[Paulo Ghiraldelli jr]

Por volta de 1999 meu segundo casamento estava fracassado. Não tinha conserto. O melhor seria arrumar um terceiro. Por conta de um convite para palestrar em Teresina, consegui uma namorada, aluna do curso de filosofia da Universidade Federal. Por uns tempos, então, minha circulação pelo Norte voltou a ser prioridade (vinte anos antes ou coisa assim eu tinha tido uma namorada em Belém). Por essa via do trabalho que puxa namoro e do namoro que facilita o trabalho, eis que um dia caí em Codó!

Codó – o que é isso?

Inicialmente a melhor definição que encontrei para Codó, cidadezinha do interior do Maranhão, foi “rincão dos terreiros e de nenhuma farmácia”. Rúbia precisou de um analgésico e isso me fez batizar a cidade desse modo. Aliás, para que farmácia se há terreiro? No entanto, no dia seguinte, logo vi que Codó poderia ser definida por meio de outras expressivas frases.

Fui para lá para falar em uma faculdade de filosofia – um centro evangélico de ensino. Enorme! Produção de filósofos em massa – evangélicos! Ou melhor: tentativa de alfabetização em massa, com risco de insucesso, de modo que o interior daquele lugar sofrido pudesse ter um povo capaz de carregar a Bíblia no sovaco com alguma legitimidade formal. Nova definição de Codó: “Atenas maranhense”. Não ria, eu não disse “Atenas”, eu disse “Atenas maranhense”.

O proprietário de faculdade era um jovem pastor. Negro, sabido e rápido. Já se mostrava como um dos ricos do lugar. Sua esposa era branca, amigável, igualmente sabida e certamente filha de algum ex-rico ou ex-coronel do lugar. Juntos formavam uma dupla boa entre os mais poderosos dali, ao menos no terreno urbano. Mas estavam longe de mandar no local plenamente. O líder local era o pai do pastor, o senhor do maior terreiro de religião afro dali. Um líder religioso com poderes políticos que jamais estiveram circunscritos a Codó ou mesmo aos limites do Maranhão. Esse negro já de cabelos brancos, no estilo “Preto Velho”, tinha o título de “comendador”. Ele era nada mais nada menos que o guia espiritual de José Sarney. Tratava-se do homem que dava diretrizes religiosas internas, domésticas, para todo o clã Sarney. Digo diretrizes “internas” porque oficialmente e publicamente a família Sarney sempre se apresentou em todo tipo de missa mostrando-se mais católica que o Papa. Sarney é de fato um brasileiro nato. Mais uma definição de Codó me veio à mente: “Codó capital espiritual da República”.

Problema
Transcreva do texto sobre Codó a parte que se inicia com as palavras "Por volta de" e se encerra com "que é isso?". Não é preciso usar os itens.

Linhas do conjunto de dados de apontamento de objetos
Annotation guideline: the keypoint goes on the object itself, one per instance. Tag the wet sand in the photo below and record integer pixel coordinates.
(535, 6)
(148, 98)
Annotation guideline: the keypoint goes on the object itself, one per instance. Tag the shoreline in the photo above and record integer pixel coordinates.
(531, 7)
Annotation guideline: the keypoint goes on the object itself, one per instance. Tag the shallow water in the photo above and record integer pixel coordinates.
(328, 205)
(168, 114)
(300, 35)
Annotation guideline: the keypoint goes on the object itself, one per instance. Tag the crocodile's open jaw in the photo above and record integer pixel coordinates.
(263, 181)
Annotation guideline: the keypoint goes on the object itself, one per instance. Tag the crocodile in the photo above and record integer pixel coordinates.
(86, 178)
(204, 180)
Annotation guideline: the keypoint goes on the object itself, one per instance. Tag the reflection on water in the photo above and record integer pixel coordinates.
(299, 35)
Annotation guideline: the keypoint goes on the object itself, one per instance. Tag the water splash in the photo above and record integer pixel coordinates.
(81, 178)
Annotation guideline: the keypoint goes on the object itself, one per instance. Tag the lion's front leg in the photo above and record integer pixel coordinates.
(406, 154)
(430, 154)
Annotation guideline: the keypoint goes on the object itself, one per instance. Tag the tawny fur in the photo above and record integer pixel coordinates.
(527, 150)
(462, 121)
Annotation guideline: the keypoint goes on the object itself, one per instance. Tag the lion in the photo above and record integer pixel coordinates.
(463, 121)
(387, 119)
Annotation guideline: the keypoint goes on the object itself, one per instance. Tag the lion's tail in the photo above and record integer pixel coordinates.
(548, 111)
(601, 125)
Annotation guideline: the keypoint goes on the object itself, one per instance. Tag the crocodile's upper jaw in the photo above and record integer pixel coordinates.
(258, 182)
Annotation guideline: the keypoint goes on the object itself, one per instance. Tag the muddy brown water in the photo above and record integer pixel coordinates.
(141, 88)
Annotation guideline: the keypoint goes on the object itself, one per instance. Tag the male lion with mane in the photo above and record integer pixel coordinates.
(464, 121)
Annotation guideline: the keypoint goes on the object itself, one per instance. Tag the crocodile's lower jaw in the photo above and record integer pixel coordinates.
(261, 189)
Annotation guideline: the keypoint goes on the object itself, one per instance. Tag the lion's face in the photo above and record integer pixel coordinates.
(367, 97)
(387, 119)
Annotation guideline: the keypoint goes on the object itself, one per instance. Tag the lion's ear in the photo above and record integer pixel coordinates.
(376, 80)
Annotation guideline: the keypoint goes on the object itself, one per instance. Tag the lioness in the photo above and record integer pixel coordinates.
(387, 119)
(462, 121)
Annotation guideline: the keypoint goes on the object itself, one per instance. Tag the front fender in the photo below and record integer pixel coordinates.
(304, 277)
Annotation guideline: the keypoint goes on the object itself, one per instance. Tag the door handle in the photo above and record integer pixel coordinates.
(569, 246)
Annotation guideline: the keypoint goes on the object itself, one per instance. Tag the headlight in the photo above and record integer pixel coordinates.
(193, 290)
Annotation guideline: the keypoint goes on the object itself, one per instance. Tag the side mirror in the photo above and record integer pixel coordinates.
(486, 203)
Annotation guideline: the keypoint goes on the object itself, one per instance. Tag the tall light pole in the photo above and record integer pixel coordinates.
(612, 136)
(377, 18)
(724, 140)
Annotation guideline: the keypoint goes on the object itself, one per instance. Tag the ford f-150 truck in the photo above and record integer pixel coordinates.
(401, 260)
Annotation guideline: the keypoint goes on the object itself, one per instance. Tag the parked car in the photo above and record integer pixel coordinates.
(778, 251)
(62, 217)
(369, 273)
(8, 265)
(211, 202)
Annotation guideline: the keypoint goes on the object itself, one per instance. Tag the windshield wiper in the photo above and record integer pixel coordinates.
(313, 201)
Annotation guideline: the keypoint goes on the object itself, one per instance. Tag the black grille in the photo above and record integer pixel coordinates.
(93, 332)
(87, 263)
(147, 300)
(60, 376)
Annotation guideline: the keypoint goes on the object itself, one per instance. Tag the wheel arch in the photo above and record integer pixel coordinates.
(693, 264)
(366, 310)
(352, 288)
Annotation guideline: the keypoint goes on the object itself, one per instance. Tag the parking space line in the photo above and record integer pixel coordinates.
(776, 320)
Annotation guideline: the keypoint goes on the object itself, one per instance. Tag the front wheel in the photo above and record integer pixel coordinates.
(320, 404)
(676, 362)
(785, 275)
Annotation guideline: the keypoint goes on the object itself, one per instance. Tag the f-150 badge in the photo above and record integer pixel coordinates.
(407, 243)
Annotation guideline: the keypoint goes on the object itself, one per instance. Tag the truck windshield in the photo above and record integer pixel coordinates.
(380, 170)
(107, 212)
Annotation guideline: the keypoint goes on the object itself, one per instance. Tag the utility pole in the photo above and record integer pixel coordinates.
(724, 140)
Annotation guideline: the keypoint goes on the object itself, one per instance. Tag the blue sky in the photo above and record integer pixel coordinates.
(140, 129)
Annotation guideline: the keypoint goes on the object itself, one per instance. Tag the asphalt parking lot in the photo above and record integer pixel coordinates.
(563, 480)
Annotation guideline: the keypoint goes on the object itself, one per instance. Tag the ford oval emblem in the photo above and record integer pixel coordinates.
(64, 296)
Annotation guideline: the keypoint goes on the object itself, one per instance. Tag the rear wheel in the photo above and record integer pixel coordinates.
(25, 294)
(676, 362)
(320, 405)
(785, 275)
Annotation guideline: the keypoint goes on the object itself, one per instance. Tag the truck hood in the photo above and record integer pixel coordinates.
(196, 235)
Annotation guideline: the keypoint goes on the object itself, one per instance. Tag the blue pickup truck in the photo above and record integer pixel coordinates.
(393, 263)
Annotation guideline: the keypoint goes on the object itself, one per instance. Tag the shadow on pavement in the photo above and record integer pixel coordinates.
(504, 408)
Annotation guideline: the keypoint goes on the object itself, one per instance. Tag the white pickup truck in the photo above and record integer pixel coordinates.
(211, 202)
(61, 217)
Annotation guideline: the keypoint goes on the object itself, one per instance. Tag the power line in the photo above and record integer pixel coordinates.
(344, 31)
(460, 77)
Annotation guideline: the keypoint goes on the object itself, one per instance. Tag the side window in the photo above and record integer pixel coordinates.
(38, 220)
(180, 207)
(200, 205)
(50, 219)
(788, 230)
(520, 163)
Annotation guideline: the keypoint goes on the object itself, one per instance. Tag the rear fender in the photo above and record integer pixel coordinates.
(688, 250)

Solução abaixo
Por volta de 1999 meu segundo casamento estava fracassado. Não tinha conserto. O melhor seria arrumar um terceiro. Por conta de um convite para palestrar em Teresina, consegui uma namorada, aluna do curso de filosofia da Universidade Federal. Por uns tempos, então, minha circulação pelo Norte voltou a ser prioridade (vinte anos antes ou coisa assim eu tinha tido uma namorada em Belém). Por essa via do trabalho que puxa namoro e do namoro que facilita o trabalho, eis que um dia caí em Codó!

Codó – o que é isso?